**Exercise details**
Please say how many lines below include the word "soil", with nothing beyond the number.

**Supplied data**
______________________________

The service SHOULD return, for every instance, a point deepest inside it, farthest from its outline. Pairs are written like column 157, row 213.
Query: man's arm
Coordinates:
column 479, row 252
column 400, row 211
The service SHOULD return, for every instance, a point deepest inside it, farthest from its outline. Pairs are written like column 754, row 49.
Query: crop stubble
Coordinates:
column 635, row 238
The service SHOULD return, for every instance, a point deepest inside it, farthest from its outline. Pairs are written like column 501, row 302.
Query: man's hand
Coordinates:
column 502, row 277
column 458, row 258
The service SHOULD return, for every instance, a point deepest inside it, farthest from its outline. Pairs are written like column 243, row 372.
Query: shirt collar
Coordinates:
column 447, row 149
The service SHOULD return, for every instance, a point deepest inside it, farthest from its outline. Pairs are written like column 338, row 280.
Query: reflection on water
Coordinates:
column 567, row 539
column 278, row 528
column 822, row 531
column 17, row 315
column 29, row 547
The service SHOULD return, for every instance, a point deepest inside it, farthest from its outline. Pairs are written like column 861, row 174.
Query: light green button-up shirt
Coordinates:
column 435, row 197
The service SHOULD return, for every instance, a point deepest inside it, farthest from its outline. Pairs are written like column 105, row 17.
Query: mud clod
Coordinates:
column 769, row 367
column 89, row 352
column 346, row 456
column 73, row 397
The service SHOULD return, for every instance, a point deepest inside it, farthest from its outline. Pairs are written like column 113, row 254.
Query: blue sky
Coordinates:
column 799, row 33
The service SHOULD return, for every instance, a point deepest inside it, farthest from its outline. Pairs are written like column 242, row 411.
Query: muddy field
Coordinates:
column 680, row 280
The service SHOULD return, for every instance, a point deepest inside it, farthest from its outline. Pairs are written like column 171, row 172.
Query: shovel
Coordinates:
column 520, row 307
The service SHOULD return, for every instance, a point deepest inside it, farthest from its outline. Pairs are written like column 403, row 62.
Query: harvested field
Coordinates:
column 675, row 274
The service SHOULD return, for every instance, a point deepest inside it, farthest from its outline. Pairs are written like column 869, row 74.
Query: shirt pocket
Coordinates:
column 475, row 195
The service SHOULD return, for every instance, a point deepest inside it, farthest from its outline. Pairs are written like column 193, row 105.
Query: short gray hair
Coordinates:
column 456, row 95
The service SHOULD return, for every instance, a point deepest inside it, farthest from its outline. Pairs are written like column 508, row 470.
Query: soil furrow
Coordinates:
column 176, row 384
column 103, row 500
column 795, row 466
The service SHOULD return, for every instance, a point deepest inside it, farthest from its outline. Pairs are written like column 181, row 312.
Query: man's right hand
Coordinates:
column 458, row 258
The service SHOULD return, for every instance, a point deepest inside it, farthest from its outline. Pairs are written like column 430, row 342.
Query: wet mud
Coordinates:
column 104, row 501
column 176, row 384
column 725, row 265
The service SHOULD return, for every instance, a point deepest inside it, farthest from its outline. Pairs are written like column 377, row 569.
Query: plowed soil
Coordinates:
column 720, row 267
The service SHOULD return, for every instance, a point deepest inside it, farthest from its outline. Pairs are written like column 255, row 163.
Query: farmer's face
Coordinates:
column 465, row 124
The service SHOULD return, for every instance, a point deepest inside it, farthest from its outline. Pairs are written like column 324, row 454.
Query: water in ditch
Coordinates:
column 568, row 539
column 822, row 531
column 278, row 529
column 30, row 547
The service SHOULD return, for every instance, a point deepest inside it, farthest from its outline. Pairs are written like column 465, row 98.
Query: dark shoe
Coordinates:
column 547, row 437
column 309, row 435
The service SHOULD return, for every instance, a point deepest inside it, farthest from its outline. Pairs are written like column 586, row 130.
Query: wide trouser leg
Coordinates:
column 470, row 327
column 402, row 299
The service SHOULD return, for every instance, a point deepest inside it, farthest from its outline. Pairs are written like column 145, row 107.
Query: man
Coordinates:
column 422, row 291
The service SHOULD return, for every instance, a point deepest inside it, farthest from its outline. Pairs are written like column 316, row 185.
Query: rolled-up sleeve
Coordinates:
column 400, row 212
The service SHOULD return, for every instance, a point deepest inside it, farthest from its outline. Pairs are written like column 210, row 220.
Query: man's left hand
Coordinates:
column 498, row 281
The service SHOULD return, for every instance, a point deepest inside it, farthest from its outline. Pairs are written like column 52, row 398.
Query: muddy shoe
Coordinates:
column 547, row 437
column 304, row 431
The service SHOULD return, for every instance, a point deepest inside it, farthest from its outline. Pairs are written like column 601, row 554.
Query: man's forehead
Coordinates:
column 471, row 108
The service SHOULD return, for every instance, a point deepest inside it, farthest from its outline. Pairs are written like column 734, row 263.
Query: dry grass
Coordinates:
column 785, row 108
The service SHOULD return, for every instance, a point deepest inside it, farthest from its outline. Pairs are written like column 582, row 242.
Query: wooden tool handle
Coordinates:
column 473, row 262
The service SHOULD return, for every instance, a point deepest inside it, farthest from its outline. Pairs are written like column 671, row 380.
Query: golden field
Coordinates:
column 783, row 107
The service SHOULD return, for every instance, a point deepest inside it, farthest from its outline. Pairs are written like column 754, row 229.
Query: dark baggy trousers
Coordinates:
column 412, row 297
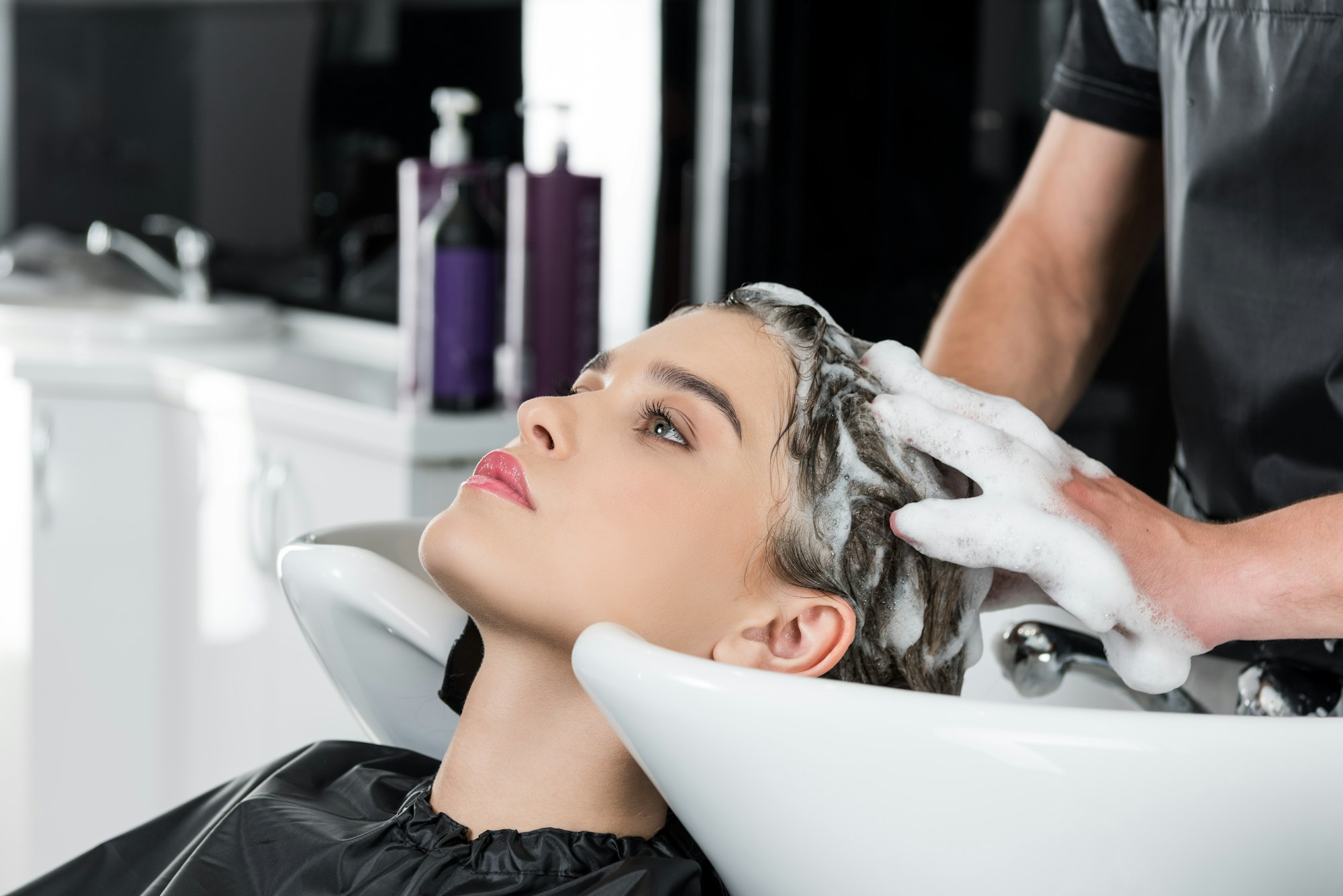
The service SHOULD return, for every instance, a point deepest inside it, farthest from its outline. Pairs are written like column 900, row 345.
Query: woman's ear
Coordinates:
column 800, row 635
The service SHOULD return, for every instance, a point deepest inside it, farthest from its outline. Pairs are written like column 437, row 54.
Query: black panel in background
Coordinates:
column 874, row 148
column 104, row 111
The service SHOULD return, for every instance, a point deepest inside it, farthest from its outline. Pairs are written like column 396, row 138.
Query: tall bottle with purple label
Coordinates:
column 467, row 259
column 451, row 267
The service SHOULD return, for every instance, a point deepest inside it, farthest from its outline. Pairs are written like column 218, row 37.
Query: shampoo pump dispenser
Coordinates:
column 451, row 267
column 554, row 271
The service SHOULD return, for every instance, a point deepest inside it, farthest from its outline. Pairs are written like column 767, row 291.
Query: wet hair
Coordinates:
column 917, row 617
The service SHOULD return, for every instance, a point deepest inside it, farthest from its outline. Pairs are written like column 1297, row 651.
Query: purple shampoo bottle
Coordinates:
column 555, row 255
column 451, row 268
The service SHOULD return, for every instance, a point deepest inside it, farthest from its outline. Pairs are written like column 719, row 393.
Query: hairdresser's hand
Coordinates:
column 1055, row 524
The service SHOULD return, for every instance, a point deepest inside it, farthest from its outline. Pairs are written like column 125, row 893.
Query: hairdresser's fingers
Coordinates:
column 1148, row 664
column 899, row 369
column 1013, row 589
column 1070, row 562
column 1000, row 463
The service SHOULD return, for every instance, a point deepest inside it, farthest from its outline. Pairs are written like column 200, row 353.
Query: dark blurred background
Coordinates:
column 870, row 150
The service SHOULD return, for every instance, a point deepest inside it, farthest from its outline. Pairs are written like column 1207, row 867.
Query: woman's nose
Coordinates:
column 546, row 423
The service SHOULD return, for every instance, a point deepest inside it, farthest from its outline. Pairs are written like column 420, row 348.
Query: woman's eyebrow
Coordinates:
column 680, row 380
column 683, row 380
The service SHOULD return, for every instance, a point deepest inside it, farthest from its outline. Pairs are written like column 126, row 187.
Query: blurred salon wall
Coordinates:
column 870, row 149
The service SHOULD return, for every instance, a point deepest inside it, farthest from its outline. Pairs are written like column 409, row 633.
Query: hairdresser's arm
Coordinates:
column 1278, row 576
column 1036, row 307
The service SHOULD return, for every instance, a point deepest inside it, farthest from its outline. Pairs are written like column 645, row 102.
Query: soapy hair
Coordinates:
column 917, row 617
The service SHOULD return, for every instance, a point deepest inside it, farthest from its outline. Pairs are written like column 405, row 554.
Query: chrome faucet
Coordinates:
column 189, row 281
column 1036, row 656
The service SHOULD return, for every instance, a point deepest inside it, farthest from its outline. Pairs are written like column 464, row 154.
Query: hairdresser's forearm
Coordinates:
column 1285, row 572
column 1036, row 307
column 1011, row 326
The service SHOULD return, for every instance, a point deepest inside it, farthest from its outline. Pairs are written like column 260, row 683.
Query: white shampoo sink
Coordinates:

______________________________

**Answer**
2